> [To do]: Wherever "black" appears in a line of the listing, report that line.
☆ ☆ ☆ ☆ ☆ ☆ ☆
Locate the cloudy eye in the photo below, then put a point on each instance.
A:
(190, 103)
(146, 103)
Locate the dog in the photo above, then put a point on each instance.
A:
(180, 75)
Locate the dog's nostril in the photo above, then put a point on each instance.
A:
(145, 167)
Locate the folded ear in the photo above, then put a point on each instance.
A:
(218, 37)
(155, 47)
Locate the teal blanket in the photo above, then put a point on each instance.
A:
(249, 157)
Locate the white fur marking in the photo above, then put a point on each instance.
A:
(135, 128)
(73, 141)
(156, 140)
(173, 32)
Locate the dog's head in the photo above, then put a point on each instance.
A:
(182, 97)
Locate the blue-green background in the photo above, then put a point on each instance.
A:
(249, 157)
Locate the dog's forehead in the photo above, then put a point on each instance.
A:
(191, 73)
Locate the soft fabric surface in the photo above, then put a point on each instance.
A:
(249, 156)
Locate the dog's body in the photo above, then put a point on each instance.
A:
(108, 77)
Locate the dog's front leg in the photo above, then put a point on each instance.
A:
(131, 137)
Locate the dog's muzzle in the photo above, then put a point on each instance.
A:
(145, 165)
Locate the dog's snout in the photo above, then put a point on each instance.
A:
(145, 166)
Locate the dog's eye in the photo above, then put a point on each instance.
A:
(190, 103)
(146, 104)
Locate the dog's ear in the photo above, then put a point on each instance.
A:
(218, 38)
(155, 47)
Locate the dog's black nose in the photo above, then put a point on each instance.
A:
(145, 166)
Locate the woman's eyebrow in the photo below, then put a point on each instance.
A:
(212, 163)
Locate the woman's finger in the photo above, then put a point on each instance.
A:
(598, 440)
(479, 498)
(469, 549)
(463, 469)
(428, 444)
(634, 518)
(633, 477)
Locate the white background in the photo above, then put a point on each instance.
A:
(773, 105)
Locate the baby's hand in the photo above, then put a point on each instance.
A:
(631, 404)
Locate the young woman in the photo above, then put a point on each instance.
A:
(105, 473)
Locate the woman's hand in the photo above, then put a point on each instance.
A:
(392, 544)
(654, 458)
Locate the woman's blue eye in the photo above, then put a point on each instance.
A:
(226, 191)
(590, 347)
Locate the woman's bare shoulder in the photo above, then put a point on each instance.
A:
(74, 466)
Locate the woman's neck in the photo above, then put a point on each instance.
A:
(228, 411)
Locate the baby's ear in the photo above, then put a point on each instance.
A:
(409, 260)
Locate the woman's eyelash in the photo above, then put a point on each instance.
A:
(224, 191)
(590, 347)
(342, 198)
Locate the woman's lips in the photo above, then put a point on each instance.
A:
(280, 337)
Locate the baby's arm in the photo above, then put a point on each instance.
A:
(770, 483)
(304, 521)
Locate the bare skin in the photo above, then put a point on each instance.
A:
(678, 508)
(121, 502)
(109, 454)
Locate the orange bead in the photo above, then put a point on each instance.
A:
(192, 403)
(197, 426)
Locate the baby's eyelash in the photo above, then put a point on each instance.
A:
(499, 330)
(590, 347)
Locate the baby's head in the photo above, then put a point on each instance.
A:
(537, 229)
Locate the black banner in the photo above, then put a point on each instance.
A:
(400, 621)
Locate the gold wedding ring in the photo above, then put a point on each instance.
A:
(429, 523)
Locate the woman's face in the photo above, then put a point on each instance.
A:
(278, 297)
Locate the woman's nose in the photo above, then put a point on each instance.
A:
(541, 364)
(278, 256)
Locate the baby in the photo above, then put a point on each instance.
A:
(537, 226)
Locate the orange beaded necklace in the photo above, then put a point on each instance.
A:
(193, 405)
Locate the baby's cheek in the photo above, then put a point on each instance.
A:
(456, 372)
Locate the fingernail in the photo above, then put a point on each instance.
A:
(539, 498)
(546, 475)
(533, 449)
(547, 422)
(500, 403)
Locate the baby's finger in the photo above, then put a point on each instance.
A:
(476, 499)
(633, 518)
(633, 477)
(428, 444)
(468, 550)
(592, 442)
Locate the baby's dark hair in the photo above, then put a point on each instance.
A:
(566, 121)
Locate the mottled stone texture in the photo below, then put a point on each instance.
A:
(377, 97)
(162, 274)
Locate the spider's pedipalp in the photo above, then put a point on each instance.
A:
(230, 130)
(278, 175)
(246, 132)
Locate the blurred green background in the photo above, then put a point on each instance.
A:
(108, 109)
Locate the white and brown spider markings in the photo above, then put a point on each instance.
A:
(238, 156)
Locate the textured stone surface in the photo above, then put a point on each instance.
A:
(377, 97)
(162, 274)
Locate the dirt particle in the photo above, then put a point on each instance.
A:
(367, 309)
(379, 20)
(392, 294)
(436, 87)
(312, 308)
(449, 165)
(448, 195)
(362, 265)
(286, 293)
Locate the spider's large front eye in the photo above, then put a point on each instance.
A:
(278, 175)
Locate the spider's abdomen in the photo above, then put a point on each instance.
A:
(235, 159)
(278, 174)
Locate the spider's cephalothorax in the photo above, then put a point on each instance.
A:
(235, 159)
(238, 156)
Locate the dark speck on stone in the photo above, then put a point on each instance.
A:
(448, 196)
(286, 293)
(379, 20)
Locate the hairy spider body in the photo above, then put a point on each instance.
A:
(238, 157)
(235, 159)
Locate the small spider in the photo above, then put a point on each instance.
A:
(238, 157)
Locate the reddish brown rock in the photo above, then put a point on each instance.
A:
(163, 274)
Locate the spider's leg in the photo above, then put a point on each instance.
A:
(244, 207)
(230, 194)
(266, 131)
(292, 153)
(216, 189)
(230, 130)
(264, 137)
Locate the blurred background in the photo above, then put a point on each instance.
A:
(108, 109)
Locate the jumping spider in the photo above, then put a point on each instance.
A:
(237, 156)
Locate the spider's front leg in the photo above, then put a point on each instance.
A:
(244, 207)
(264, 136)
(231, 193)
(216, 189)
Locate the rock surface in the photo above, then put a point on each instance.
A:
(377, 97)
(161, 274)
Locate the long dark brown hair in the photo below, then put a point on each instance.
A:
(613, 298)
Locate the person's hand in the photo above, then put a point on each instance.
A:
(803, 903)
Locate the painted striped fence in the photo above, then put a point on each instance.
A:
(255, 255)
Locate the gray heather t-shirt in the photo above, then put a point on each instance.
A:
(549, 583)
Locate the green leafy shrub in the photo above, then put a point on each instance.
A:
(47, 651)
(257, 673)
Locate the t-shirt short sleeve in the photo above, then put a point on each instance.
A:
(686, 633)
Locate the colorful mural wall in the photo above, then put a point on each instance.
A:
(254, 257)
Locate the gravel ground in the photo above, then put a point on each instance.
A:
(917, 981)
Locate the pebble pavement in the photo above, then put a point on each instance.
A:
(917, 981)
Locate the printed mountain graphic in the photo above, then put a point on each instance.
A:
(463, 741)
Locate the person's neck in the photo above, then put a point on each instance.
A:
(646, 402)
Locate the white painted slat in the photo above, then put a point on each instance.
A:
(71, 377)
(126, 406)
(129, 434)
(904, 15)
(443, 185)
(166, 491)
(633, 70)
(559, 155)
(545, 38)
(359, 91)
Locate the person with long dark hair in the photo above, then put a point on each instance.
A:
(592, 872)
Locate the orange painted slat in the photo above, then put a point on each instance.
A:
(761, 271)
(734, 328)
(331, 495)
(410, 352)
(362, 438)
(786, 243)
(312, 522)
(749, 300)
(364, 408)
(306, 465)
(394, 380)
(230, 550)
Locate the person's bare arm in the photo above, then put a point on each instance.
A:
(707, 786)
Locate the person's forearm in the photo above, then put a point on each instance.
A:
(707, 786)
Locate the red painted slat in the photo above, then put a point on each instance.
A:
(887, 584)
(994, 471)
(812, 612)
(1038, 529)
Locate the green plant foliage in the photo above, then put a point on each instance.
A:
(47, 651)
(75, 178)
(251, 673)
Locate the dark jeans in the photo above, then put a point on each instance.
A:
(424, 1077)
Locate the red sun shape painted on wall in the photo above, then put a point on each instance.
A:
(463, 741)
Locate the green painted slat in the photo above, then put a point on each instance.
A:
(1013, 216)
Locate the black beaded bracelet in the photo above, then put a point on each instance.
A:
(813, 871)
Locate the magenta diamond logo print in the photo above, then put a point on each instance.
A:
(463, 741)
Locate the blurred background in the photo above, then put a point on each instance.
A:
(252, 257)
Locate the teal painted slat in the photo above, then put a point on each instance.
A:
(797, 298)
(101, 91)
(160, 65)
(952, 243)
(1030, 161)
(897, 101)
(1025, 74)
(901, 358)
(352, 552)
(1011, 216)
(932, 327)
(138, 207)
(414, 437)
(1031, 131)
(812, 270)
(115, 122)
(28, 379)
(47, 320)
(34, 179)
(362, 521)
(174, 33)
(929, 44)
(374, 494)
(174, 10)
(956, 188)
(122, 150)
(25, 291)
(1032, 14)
☆ ☆ ☆ ☆ ☆ ☆ ☆
> [Task solution]:
Locate the dog's black nose in the photo above, then put a point on each instance.
Locate the black banner in the photo above, then put a point on each instance.
Locate the black beaded bracelet in the photo above, then put a point on each instance.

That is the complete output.